▶ [FRAGMENTO SELECCIONADO]
Fernando, joven peruano y hablante de quechua, emprende el ambicioso proyecto de llevar una de las películas más icónicas del cine animado a su lengua materna. En el camino, se enfrenta a dilemas legales, desafíos técnicos y una industria poco acostumbrada a pensar en públicos indígenas, en una travesía que pone en el centro la relación entre lengua, identidad y acceso cultural.
Dentro de lo que se entiende como una “educación cinéfila”, algo en lo que se insiste con frecuencia es en considerar el doblaje como una opción inferior. No hace falta explicar aquí las razones, porque sobran. La cuestión es que, en tiempos en los que el doblaje parece haberse convertido en la norma, ver películas en su idioma original se siente como una forma de resistencia para quienes no queremos que la experiencia ni la intención de la obra se alteren, y así podamos verla como se supone que debe verse. Sin embargo, es necesario reconocer que, en cierto modo, tener la oportunidad de ver películas en su idioma original también es un privilegio del que debemos ser conscientes. Si bien hay quienes recurren al doblaje por simple costumbre o comodidad, también hay un número considerable de personas que lo hace porque no tiene otra opción, por cuestiones de comprensión.
Ahora, la pregunta es: ¿qué pasa cuando incluso el doblaje al español se convierte en un privilegio? No solemos pensarlo, pero en un país como el Perú, aunque el español es lengua oficial, no es la única que se habla. Hay muchas personas que tienen el quechua como lengua principal y que no han tenido la posibilidad de aprender español debidamente. Nosotros, cinéfilos que sabemos el modo de acceder a una mayor variedad de cine, podríamos cometer el error de dar por sentado que consumirlo en su idioma original es una experiencia universal, pero no es así. Si queremos que el cine no se limite a un espacio reducido, debemos encontrar la manera de acercarlo a otras realidades. ¿Cómo se logra esto? ¿Es posible que los quechuahablantes disfruten del cine escuchándolo en su lengua? Estas son, quizá, las preguntas que el director Augusto Zegarra se planteó al realizar su ópera prima Runa Simi (2025), consciente del gran trabajo pendiente para cerrar estas brechas culturales.

▶ [TAREA]
Continúa el fragmento sobre la película Runa Simi y el doblaje al quechua a partir de su última oración.

▶ [DATOS DEL EJERCICIO]

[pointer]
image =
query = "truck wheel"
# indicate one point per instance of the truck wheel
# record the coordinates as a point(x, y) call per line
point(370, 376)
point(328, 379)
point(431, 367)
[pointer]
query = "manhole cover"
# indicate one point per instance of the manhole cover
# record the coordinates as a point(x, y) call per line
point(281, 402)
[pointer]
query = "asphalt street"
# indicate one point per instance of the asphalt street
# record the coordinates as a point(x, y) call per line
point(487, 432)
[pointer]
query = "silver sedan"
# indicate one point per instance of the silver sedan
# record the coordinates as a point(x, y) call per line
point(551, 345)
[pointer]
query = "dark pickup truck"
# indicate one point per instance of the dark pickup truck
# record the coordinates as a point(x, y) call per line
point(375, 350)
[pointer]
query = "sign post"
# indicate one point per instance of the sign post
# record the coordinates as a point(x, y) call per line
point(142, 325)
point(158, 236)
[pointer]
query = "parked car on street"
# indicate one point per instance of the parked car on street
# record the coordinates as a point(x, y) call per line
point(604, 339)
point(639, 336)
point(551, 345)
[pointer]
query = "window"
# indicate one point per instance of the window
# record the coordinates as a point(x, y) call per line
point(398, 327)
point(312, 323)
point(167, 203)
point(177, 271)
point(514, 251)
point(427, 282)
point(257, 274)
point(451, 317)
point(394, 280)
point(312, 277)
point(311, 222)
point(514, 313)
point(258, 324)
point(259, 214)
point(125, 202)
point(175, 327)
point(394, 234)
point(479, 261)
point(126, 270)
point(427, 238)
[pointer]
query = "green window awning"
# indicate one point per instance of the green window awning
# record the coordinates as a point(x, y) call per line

▶ [RESPUESTA]
Para este viaje, el director se apoya en la historia de Fernando Valencia, quien se hizo conocido por subir a redes sociales clips virales de películas dobladas al quechua. Uno de los más populares fue el de El rey león (The Lion King, 1994), y una parte importante del documental consiste en ver cómo arma un equipo que lo ayude a cumplir su sueño de tener la película completa en esa lengua. Aunque parezca una cruzada romántica condenada a quedarse en un simple deseo, Zegarra muestra que el verdadero reto no es solo reunir al equipo, sino conseguir el permiso de los dueños de la película.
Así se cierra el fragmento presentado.